··· EXTRAIT SOURCE ···
Le Québec est incapable d'atteindre ses cibles de réduction de gaz à effet de serre (GES). Et pour l'aider, un groupe d'experts propose un important brassage des structures provinciales. Au menu : un nouveau ministre pour jouer les chefs d'orchestre, une agence pour coordonner la lutte contre les émissions de CO2 et un comité d'experts indépendants pour vérifier que les plans tiennent la route.

C'est ce qui sera annoncé ce matin à l'Institut du Nouveau Monde avec le lancement du projet Le climat, l'État et nous. L'initiative émane de 23 scientifiques québécois et est soutenue par le scientifique en chef du Québec, Rémi Quirion, l'Institut de l'énergie Trottier et l'Institut du Nouveau Monde.
··· LIGNES DE DONNÉES ···
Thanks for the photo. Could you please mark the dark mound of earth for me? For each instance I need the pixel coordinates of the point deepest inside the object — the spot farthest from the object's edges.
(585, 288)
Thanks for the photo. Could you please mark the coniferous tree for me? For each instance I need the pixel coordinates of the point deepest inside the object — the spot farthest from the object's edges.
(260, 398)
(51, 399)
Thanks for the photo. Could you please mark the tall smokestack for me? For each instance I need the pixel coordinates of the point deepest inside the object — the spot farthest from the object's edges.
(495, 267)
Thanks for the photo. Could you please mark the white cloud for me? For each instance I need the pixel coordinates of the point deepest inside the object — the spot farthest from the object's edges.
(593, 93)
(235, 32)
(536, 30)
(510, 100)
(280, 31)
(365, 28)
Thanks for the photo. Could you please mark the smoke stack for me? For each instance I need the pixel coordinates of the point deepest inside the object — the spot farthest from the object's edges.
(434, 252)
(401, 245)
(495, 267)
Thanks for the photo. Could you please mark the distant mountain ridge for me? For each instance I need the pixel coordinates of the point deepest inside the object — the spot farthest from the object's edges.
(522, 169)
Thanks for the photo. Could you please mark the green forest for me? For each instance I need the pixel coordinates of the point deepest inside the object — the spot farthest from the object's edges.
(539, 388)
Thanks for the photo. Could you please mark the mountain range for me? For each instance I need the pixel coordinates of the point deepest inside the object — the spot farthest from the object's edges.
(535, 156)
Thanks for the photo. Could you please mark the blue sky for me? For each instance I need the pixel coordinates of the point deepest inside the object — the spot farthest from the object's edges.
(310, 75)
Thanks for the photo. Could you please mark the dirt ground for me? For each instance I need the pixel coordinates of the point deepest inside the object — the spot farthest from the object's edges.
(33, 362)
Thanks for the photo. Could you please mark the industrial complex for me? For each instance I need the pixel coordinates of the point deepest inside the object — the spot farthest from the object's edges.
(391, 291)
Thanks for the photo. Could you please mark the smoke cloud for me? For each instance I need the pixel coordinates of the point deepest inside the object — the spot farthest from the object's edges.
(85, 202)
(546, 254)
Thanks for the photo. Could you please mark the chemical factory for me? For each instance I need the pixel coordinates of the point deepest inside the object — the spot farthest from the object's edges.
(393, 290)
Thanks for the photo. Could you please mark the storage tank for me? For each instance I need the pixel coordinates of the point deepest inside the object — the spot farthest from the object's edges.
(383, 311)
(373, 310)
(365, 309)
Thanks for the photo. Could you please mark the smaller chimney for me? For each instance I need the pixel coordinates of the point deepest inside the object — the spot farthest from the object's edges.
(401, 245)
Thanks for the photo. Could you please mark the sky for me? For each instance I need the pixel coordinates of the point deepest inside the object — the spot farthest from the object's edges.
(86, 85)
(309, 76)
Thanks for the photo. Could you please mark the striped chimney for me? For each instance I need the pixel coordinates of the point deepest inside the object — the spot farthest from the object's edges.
···
ÉNONCÉ DU PROBLÈME A ->
Les affirmations suivantes concordent-elles avec l'extrait sur le climat au Québec ? Répondez par oui ou par non à chacune en citant exactement les mots décisifs de l'extrait.
(i) L'initiative vient de 23 scientifiques québécois.
(ii) Le Québec parvient à atteindre ses cibles de réduction de GES.
(iii) Le lancement du projet sera annoncé à l'Institut de l'énergie Trottier.
ÉNONCÉ DU PROBLÈME B ->
Reprenez, s'il vous plaît, l'extrait sur le climat au Québec à partir de sa dernière phrase et poursuivez-en la rédaction.

RÉPONSE FINALE A ->
(i) Oui : « L'initiative émane de 23 scientifiques québécois ».
(ii) Non : « Le Québec est incapable d'atteindre ses cibles de réduction de gaz à effet de serre (GES) ».
(iii) Non : « C'est ce qui sera annoncé ce matin à l'Institut du Nouveau Monde ».

RÉPONSE FINALE B ->
« On a fait la preuve que les structures actuelles sont incapables d'assurer la cohérence des mesures. Il faut donc proposer autre chose », explique le physicien Normand Mousseau, de l'Université de Montréal, l'un des architectes du projet.

Le groupe déplore le fait que des ministères comme les Transports ou les Affaires municipales prennent des décisions qui ont des impacts environnementaux, mais que personne ne s'assure qu'elles s'inscrivent dans le plan de lutte contre les émissions de GES. Il soutient aussi que personne ne calcule quels scénarios sont les plus susceptibles de conduire à des réductions de gaz à effet de serre, ni vérifie l'efficacité des mesures implantées.

NOUVEAU MINISTRE

Pour régler le problème, les experts proposent de former un comité ministériel regroupant tous les ministères impliqués dans la lutte contre les GES (ceux responsables des questions économiques, du transport, de l'énergie et de l'aménagement du territoire, par exemple). Ce groupe ministériel serait sous la supervision d'un nouveau « ministre du Développement durable », distinct de l'actuel ministre de l'Environnement.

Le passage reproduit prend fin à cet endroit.